引用原文:

▬▬▬▬▬▬

数据仓库Hive理论和实践
Hive
查询接口,提供SQL -> MapReduce的转换。 Hive依托底层的HDFS进行分布式数据存储、MapReduce进行分布式数据处理或计算。
数据仓库:将异构的来自不同应用的数据源进行抽取、转换、加载到中心数据库,以提供决策分析支持。
数据仓库四大特色:面向主题、集成的、时变的、非易失的。
传统的数据仓库面临的挑战:海量数据、数据类型多样、可扩展性有限
Hive架构
Hive访问接口:命令行(CLI)、Web页面(HWI)、开放数据库连接接口(ODBC或JDBC)、Thrift Server
Driver:SQL -> MapReduce
元数据:MetaStore,存储表的定义等元数据,这些元数据存储在Derby或MySQL等关系数据库中。
Hive QL(Hive 语句) /etc/init.d/mysqld restart hive
create database *** ; show databases;
use database;
create table [if not exists] ... [partitioned by ...] [row format delimited fields terminated by '] location ' '; e.g. create table student(id int, name string, age int) row format delimited fields terminated by ' location "/data";
alter table *** add partition (...) location '...';
show tables;
load data [local] inpth '' overwrite into table *** ; e.g. load data local inpath 'student_data' overwrite into table student;
insert overwrite table *** select *** from ... ;
另一个例子(来自https://docs.cloudera.com/HDPDocuments/HDP2/HDP-2.3.4/bk_dataintegration/content/new-feature-insert-values-update-delete.html): CREATE TABLE students (name VARCHAR(64), age INT, gpa DECIMAL(3,2)) CLUSTERED BY (age) INTO 2 BUCKETS STORED AS ORC;
INSERT INTO TABLE students VALUES ('fred flintstone', 35, 1.28), ('barney rubble', 32, 2.32);
CREATE TABLE pageviews (userid VARCHAR(64), link STRING, from STRING) PARTITIONED BY (datestamp STRING) CLUSTERED BY (userid) INTO 256 BUCKETS STORED AS ORC;
INSERT INTO TABLE pageviews PARTITION (datestamp = '2014-09-23') VALUES ('jsmith', 'mail.com', 'sports.com'), ('jdoe', 'mail.com', null);
INSERT INTO TABLE pageviews PARTITION (datestamp) VALUES ('tjohnson', 'sports.com', 'finance.com', '2014-09-23'), ('tlee', 'finance.com', null, '2014-09-21');
echo ... > file.txt e.g. echo "Hello Hadoop!" > westart.txt ... echo "Bye Hadoop!" > wecomplete.txt
hope every guy enjoys our special time ...

▬▬▬▬▬▬

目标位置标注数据
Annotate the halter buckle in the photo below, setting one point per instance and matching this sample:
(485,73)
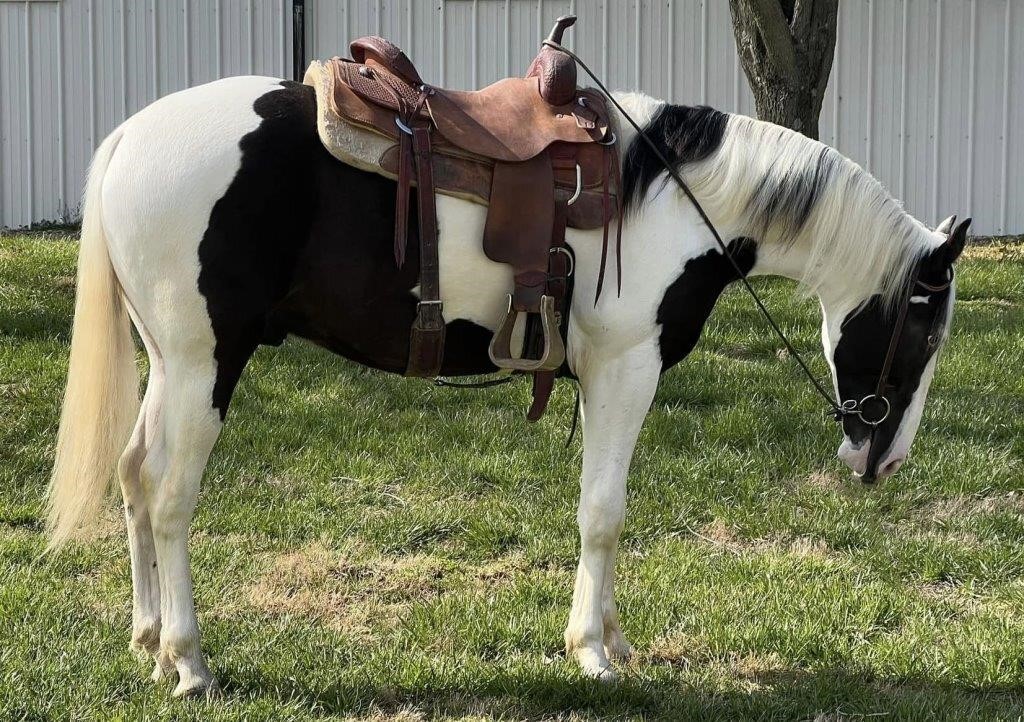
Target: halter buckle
(854,408)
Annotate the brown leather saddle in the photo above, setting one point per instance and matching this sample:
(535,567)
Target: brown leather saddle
(536,150)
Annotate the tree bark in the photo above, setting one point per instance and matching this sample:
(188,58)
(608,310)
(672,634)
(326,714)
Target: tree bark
(786,49)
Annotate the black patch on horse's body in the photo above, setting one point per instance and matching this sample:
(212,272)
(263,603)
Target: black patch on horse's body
(792,197)
(683,134)
(688,301)
(302,244)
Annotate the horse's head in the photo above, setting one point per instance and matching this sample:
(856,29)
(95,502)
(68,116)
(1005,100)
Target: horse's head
(857,342)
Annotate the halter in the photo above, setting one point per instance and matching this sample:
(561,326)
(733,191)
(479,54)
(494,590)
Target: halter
(851,407)
(838,411)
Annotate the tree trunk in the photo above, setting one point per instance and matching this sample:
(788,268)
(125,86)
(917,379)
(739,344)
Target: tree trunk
(786,48)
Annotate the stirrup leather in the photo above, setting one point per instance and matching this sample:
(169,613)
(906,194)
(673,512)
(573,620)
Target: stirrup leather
(554,349)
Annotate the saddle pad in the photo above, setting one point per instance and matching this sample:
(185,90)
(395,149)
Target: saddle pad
(365,136)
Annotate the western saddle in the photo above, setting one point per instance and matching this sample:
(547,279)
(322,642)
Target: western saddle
(537,151)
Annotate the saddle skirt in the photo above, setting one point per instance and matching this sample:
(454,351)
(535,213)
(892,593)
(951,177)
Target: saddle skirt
(364,134)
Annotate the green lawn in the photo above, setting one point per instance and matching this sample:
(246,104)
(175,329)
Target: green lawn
(372,546)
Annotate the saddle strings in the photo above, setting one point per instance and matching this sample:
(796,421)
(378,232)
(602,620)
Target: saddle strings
(836,408)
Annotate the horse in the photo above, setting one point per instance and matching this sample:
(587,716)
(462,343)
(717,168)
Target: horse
(215,221)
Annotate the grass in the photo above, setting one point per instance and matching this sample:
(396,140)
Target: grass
(368,546)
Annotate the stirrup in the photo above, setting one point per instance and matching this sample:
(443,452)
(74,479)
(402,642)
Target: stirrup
(554,350)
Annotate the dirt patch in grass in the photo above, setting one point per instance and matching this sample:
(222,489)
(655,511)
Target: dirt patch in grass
(941,510)
(685,650)
(983,248)
(721,535)
(347,591)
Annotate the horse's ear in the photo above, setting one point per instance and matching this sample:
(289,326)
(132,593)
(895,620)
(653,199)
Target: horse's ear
(936,266)
(954,244)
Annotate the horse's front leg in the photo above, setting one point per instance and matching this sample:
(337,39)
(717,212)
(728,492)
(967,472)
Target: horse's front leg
(616,394)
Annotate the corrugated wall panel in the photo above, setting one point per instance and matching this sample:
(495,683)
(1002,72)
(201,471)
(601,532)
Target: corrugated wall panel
(72,70)
(923,92)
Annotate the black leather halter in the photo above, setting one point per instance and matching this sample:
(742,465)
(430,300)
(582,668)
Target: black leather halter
(882,407)
(839,411)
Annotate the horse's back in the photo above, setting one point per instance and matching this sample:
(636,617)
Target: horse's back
(173,211)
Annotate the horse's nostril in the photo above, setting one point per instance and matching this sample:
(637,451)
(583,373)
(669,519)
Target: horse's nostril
(892,467)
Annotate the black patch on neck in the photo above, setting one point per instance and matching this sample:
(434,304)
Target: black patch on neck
(690,298)
(683,134)
(791,198)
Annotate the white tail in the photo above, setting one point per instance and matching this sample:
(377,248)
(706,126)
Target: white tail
(101,396)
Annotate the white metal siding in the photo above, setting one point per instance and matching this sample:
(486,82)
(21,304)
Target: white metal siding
(72,70)
(924,93)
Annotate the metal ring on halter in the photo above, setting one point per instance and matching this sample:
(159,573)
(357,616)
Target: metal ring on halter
(401,126)
(860,409)
(576,196)
(562,249)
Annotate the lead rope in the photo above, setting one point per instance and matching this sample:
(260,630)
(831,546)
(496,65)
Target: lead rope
(837,410)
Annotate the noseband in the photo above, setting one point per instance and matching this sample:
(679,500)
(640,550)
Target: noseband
(839,411)
(873,409)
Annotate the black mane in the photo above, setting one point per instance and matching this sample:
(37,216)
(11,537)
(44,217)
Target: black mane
(683,134)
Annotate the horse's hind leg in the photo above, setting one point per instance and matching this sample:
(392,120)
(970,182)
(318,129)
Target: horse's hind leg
(186,430)
(145,582)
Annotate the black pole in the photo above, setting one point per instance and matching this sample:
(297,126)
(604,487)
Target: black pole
(298,39)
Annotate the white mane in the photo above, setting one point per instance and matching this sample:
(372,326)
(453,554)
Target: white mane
(786,188)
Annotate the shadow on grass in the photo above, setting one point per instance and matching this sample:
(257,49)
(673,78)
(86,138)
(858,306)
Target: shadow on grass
(556,692)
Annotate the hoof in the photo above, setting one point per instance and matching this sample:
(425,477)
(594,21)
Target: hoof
(596,666)
(620,650)
(195,680)
(164,670)
(197,688)
(145,639)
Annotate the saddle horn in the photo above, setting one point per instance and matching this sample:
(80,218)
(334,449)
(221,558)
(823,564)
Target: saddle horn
(554,70)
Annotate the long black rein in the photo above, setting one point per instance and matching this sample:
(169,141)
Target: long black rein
(838,410)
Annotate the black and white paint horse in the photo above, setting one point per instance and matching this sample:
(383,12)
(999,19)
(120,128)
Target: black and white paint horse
(214,221)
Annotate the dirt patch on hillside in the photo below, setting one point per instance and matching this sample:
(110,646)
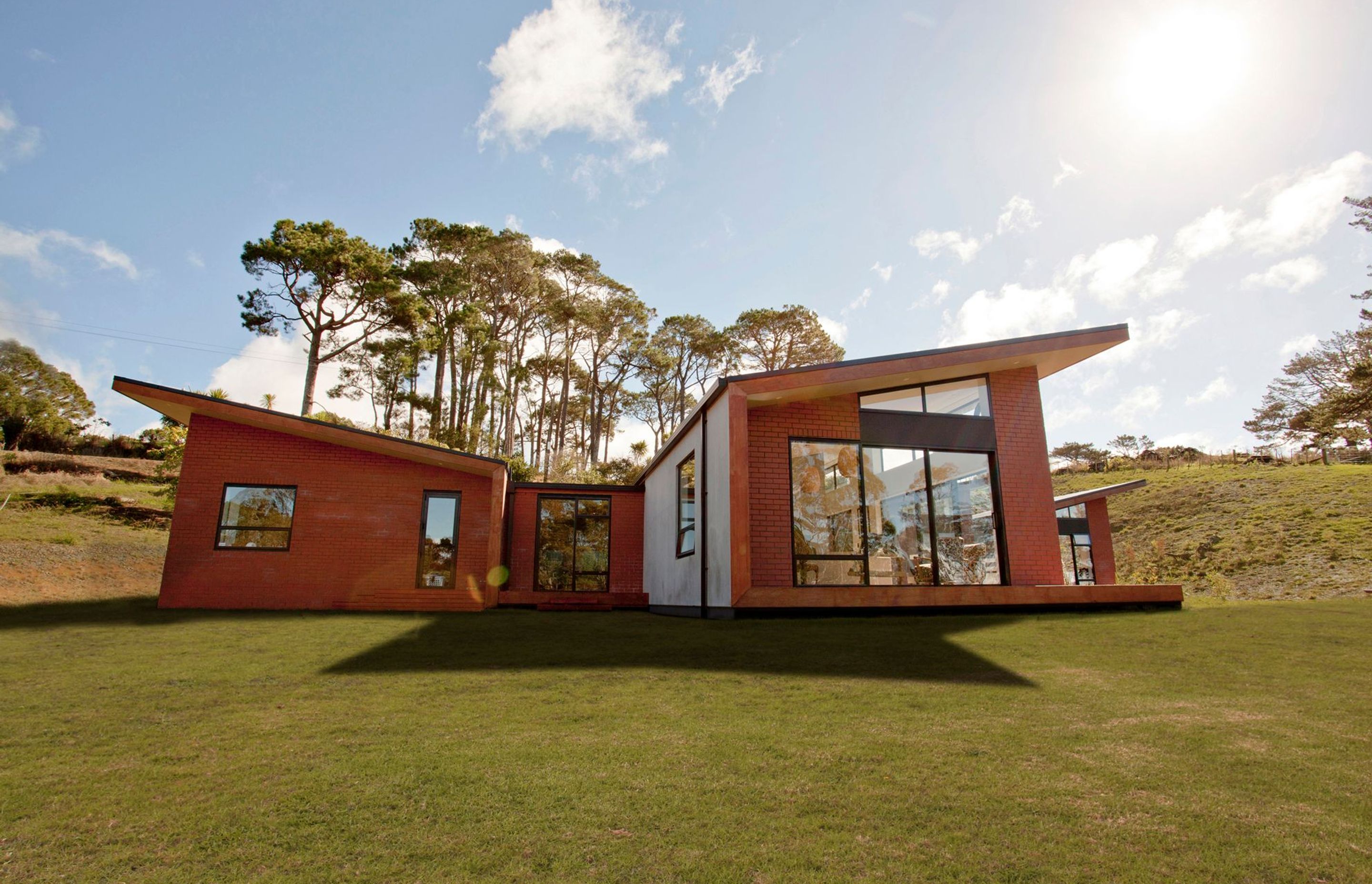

▬▬▬▬▬▬

练习题目: 请依据引用原文，逐项列出其中所述数据仓库的全部特色。

作答结果: 面向主题、集成的、时变的、非易失的。